- Work order -
Look through the listing below, find every line with the string "cabinet", and copy it.
#### Task material ####
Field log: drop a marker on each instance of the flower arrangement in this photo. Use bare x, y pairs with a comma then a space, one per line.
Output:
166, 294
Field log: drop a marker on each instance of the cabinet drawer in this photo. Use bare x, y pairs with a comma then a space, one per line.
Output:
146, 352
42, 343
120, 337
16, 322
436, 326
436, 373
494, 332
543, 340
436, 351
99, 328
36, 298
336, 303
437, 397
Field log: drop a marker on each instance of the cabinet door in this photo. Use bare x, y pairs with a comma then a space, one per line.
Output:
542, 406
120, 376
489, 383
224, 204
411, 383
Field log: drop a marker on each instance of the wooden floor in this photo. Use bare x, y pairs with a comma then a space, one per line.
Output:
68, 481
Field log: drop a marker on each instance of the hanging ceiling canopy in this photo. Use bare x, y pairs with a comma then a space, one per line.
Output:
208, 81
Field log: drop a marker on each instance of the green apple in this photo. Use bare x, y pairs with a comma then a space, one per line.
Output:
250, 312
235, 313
####
- Answer for this exercise -
Field log: drop a marker on each instance of the cabinet drawer in this photo. Use bare x, y pairs with a comma then a space, one per line.
Field log: drop a marker on each instance of the cabinet door in this photo. Use bare x, y pairs with a comma then a space, one per line.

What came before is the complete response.